[Information shown — start]

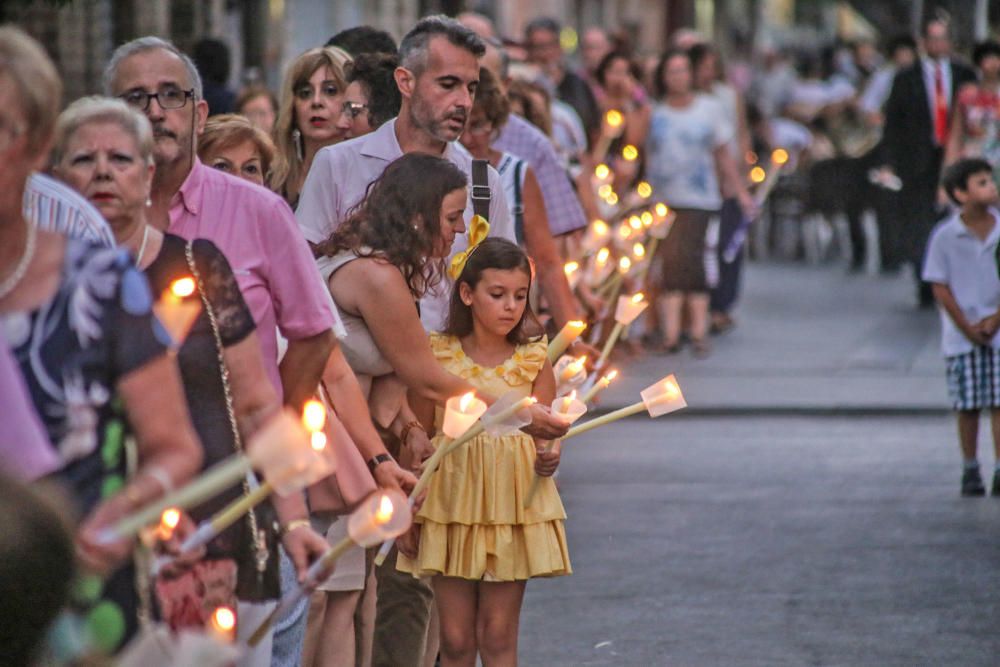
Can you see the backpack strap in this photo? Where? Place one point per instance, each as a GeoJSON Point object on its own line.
{"type": "Point", "coordinates": [481, 192]}
{"type": "Point", "coordinates": [518, 203]}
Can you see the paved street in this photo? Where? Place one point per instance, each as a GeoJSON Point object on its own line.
{"type": "Point", "coordinates": [804, 512]}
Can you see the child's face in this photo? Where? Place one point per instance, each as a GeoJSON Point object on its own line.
{"type": "Point", "coordinates": [452, 222]}
{"type": "Point", "coordinates": [980, 189]}
{"type": "Point", "coordinates": [499, 299]}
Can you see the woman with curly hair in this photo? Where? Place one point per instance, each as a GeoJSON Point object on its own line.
{"type": "Point", "coordinates": [380, 261]}
{"type": "Point", "coordinates": [310, 116]}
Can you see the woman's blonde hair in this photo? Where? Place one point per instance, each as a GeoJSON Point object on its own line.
{"type": "Point", "coordinates": [230, 129]}
{"type": "Point", "coordinates": [97, 109]}
{"type": "Point", "coordinates": [39, 89]}
{"type": "Point", "coordinates": [288, 165]}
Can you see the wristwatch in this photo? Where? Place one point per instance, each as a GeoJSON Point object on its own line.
{"type": "Point", "coordinates": [374, 461]}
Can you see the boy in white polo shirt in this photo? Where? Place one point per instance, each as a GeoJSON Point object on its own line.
{"type": "Point", "coordinates": [961, 265]}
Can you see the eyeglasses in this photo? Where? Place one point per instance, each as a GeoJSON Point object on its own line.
{"type": "Point", "coordinates": [9, 133]}
{"type": "Point", "coordinates": [167, 98]}
{"type": "Point", "coordinates": [353, 109]}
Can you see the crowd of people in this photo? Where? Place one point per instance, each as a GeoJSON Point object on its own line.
{"type": "Point", "coordinates": [372, 236]}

[Information shown — finish]

• [What you need to do]:
Keep only the lines from the line with "Can you see the boy" to the end of the records above, and repeat them exactly.

• [Exercise answer]:
Can you see the boy in white polo shirt in this photo? Where? Place one point per instance, each as a GeoJSON Point object on its own line.
{"type": "Point", "coordinates": [961, 265]}
Can you see the eyeglasses in this photo? Where? Place one point per instance, each as a GeoJSON Point object on its own line.
{"type": "Point", "coordinates": [9, 133]}
{"type": "Point", "coordinates": [167, 98]}
{"type": "Point", "coordinates": [353, 109]}
Can you see the crowd of people in this photo? Where? Place one point per instance, each as a GeoJSON Point object on its own line.
{"type": "Point", "coordinates": [372, 236]}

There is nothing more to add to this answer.